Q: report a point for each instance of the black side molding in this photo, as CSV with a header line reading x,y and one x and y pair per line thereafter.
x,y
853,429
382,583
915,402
──────────
What you need to do: Copy the lines above without any changes.

Exercise response:
Q: report a point for each instance of the black side molding in this photo, as CSV with a header line reading x,y and one x and y pair per line thereafter.
x,y
853,429
382,583
915,402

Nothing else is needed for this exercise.